▸ SUPPLIED TEXT
2

I try to find an explanation why my matrix multiplication with Numba is much slower than using NumPy's dot function. Although I am using the most basic code for writing a matrix multiplication function with Numba, I don't think that the significantly slower performance is due to the algorithm. For simplicity, I consider two k x k square matrices, A and B. My code reads

1     @njit('f8[:,:](f8[:,:], f8[:,:])')
2     def numba_dot(A, B):
3
4         k=A.shape[1]
5         C = np.zeros((k, k))
6
7         for i in range(k):
8             for j in range(k):
9
10                 tmp = 0.

▸ GIVEN DATA
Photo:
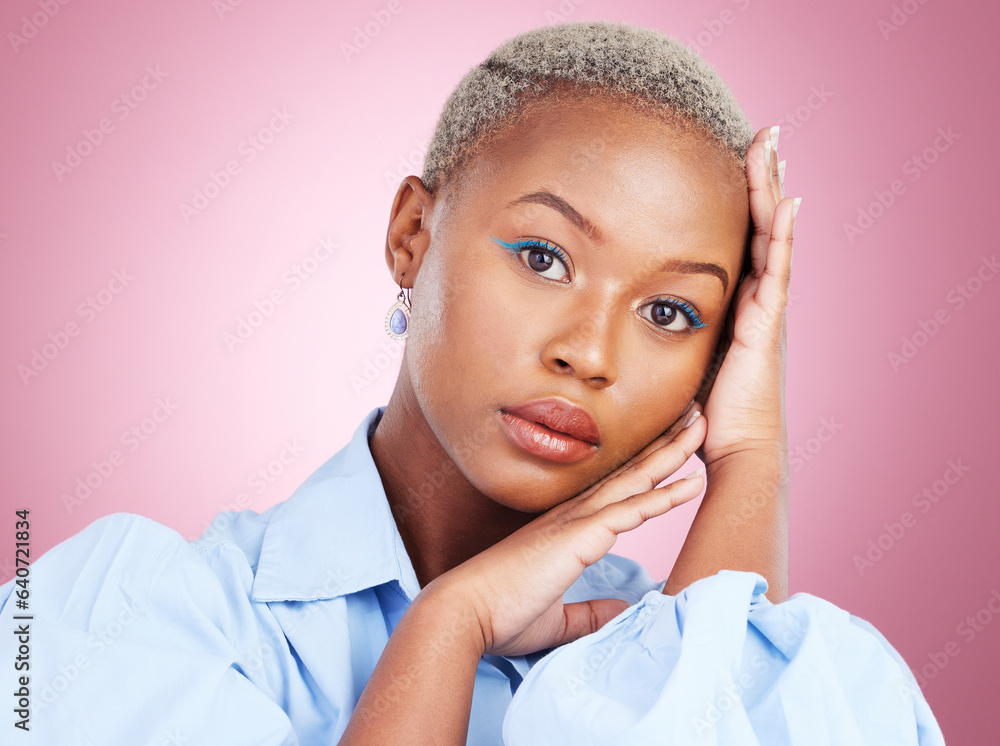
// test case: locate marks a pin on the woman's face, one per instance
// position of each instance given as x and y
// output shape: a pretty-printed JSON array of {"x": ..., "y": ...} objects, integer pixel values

▸ CHALLENGES
1. Using the Numba question, answer each of these in a few words:
(a) Which NumPy function is the Numba code being compared with?
(b) What kind of matrices does the writer use to keep things simple?
(c) What name does the code give its function?
2. List every name in the Numba question's code that is given a value with an equals sign.
3. Sum up the Numba question in two sentences.

▸ RESULTS IN ORDER
1.
(a) NumPy's dot function.
(b) Two k x k square matrices, A and B.
(c) numba_dot.

2. k, C, tmp

3. The writer wants to know why their basic matrix multiplication with Numba runs much slower than NumPy's dot function, and does not think the simple algorithm is the reason. Their code, written for two k x k square matrices A and B, defines a function numba_dot that sets up a k x k matrix of zeros and loops over its rows and columns, starting a running total at zero.